---- Provided entries

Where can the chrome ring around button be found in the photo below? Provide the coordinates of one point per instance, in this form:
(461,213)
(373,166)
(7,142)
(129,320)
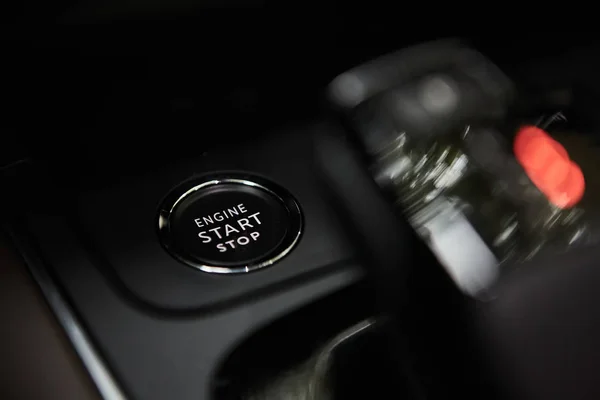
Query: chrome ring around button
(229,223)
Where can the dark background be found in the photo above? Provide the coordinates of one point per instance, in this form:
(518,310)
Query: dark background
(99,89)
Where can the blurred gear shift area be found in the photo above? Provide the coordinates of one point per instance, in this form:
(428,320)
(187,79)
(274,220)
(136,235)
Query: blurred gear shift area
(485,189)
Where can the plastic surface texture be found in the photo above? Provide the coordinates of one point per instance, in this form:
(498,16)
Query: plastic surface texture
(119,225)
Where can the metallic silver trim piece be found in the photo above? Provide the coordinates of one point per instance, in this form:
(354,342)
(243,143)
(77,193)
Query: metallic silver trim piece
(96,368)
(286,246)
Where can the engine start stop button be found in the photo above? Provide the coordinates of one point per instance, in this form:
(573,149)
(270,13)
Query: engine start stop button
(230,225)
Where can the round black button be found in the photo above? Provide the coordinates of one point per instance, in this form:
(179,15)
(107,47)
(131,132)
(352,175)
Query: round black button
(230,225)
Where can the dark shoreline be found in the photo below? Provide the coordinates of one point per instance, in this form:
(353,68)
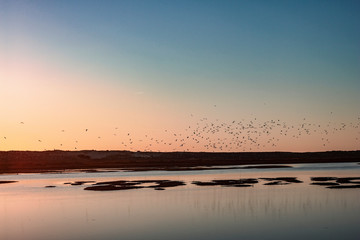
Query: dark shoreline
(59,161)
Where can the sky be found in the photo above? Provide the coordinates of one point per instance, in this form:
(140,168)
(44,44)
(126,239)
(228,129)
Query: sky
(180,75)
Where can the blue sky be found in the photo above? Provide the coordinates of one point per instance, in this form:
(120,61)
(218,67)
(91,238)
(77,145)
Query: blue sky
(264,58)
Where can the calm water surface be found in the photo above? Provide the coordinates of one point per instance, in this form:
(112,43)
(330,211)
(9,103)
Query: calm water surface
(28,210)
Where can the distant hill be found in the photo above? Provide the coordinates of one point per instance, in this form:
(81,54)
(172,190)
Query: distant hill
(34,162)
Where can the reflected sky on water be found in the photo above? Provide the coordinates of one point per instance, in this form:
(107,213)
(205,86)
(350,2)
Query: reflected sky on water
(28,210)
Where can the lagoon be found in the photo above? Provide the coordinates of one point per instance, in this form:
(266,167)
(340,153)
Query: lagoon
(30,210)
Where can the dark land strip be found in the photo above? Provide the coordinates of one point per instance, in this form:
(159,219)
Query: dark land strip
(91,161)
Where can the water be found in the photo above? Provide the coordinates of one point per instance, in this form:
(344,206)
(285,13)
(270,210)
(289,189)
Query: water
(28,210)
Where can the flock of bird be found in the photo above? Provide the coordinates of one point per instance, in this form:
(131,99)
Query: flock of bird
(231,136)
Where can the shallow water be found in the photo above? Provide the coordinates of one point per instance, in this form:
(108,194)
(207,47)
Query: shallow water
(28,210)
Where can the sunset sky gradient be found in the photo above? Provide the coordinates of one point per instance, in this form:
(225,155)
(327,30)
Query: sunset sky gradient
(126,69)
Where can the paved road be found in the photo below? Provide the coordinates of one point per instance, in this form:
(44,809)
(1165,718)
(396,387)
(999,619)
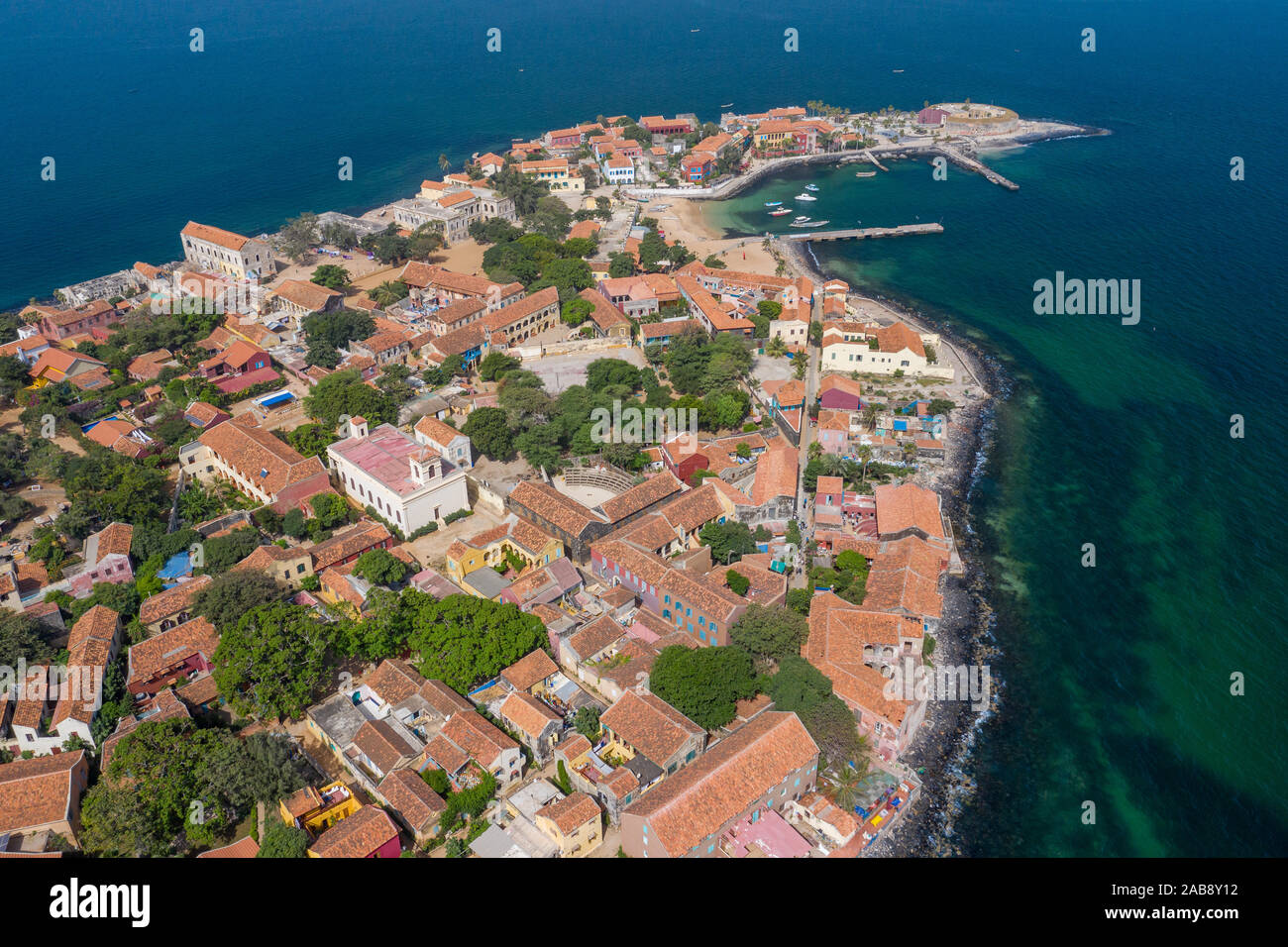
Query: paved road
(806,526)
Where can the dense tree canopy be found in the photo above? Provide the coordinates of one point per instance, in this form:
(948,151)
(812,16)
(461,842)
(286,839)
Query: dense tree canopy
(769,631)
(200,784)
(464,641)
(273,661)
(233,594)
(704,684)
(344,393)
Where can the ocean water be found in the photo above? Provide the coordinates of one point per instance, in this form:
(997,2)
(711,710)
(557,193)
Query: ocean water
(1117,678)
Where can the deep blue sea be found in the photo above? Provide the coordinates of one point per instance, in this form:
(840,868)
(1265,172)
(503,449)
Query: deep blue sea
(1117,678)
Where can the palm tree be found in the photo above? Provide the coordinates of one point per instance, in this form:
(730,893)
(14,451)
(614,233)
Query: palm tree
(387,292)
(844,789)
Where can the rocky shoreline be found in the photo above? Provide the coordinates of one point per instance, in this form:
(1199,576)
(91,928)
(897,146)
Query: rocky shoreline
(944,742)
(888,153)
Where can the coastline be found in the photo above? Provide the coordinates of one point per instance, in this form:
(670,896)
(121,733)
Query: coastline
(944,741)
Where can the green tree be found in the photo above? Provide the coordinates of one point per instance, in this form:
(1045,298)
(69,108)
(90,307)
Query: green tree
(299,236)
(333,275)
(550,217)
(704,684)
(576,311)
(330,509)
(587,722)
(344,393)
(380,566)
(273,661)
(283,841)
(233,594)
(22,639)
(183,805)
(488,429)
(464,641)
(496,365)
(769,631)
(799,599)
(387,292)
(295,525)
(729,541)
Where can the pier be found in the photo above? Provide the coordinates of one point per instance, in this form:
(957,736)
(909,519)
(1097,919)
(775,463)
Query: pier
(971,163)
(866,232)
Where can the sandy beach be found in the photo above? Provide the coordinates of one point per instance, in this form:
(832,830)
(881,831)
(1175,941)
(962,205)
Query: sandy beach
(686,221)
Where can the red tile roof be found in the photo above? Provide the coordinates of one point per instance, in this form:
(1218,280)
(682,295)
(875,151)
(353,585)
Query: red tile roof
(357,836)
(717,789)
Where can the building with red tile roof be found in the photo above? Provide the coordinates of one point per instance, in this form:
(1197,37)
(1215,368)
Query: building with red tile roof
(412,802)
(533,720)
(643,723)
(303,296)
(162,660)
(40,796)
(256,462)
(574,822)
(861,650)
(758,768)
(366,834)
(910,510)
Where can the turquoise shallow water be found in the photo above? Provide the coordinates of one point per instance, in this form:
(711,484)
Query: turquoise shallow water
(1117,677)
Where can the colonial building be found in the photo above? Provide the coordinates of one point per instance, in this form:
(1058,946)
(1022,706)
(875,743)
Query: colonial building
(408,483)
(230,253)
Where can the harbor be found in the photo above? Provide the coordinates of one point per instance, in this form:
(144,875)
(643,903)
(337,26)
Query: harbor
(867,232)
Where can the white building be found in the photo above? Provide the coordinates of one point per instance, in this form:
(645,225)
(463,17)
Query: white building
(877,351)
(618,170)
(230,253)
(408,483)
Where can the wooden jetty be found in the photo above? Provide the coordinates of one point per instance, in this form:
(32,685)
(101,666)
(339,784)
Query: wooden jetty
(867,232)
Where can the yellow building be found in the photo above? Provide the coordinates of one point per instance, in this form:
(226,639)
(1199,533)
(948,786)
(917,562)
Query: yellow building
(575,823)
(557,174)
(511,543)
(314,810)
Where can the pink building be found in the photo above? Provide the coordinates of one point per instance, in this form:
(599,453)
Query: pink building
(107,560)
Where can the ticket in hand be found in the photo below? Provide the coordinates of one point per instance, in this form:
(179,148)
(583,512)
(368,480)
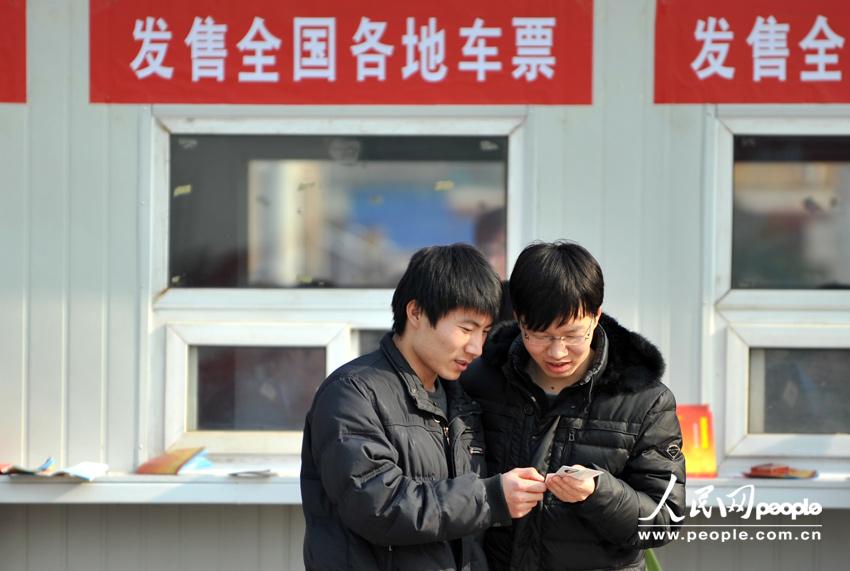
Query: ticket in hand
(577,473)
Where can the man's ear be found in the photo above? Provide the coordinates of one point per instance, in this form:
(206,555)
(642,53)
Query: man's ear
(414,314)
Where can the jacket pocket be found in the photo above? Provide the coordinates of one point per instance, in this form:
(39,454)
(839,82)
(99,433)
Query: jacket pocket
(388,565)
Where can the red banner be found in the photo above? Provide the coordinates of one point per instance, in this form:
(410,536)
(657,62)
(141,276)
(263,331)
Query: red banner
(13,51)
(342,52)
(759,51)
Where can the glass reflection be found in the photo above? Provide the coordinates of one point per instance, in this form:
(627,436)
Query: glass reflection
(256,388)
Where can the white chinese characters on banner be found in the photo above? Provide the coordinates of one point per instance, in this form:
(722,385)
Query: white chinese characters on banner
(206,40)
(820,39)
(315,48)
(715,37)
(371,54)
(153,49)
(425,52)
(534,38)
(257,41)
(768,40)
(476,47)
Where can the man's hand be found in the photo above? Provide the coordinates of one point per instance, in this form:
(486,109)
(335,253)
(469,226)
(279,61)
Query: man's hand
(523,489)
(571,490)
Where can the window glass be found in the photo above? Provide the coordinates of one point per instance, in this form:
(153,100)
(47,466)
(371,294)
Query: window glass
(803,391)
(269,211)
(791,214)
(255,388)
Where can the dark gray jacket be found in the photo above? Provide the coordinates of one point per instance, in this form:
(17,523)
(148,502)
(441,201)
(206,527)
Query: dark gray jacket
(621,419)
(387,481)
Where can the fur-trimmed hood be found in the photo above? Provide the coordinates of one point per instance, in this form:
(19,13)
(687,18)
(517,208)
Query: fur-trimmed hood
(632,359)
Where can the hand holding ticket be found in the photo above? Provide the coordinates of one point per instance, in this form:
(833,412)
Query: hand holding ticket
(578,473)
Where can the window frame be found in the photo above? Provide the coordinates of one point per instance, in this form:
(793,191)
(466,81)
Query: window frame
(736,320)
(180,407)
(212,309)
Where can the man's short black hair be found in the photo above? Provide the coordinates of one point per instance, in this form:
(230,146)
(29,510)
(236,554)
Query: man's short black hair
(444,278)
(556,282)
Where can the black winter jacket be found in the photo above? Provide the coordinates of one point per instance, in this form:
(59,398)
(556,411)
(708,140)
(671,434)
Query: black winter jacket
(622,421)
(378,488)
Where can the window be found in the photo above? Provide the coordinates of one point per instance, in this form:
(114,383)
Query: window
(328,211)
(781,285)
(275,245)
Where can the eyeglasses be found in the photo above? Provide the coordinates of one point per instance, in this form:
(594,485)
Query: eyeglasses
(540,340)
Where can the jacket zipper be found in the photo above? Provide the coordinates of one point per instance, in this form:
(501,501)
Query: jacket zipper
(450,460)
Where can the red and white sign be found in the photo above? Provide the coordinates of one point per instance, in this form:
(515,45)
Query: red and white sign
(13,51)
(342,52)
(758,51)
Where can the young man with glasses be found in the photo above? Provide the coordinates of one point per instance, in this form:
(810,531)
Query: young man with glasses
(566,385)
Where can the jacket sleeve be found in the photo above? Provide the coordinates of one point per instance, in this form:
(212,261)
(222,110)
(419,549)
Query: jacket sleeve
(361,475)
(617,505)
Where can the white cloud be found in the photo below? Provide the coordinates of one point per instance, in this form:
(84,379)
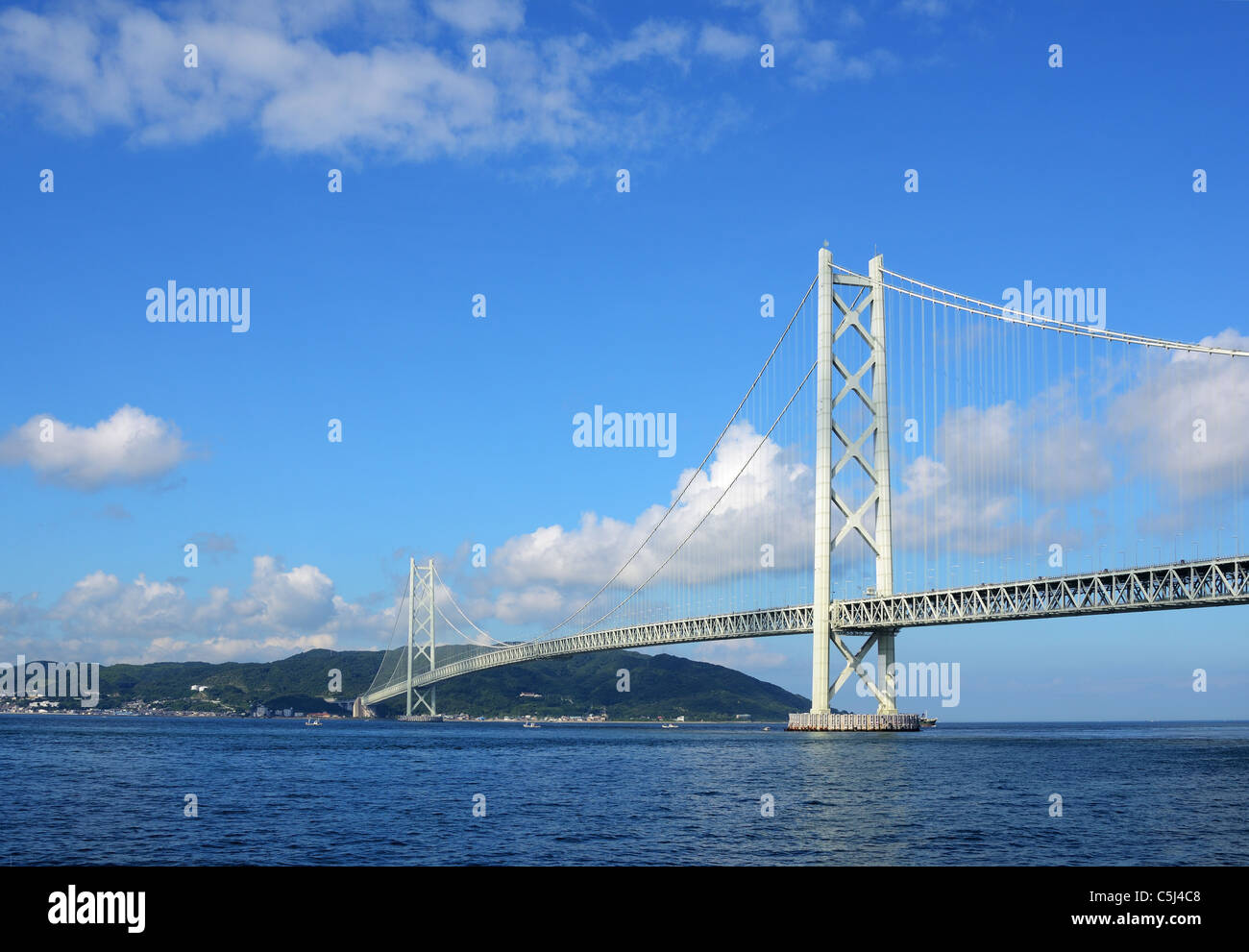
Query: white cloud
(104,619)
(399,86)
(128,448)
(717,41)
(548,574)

--------

What is required: Your task is to copy word for word the lines from the line containing "Where can the window be" to the end of the listing, both included, and to drop any pictures.

Solution to this exercise:
Where can the window be found in the photo above? Provide the coordinates of one point per instance, in this form:
(114,383)
Query: window
(328,211)
(781,285)
(275,245)
Where can the eyeglasses be found in the photo above? Provide the coordinates of one point per instance, in this form:
(594,485)
Query: eyeglasses
(540,340)
Where can the jacket zipper be found in the photo above? Provide the coordinates of one point per instance, in this form:
(501,501)
Query: jacket zipper
(450,460)
Where can the red and white sign be found in the photo above? Provide the coordinates of one point per instance, in this form:
(515,45)
Query: red and white sign
(13,51)
(342,52)
(758,51)
Where can the young man with glasses be found in the photo above? Provide the coordinates of one point per instance, in this form:
(810,531)
Query: young man with glasses
(566,385)
Where can the jacket sleeve be found in the photo above? Provide the coordinates of one point per instance, in this form:
(212,261)
(222,110)
(419,549)
Query: jacket sleeve
(361,475)
(617,505)
Where can the white cloud be found in the photo below? Provide the coordinates of one point per instance, in this form:
(84,379)
Query: white cloud
(104,619)
(399,86)
(128,448)
(717,41)
(548,574)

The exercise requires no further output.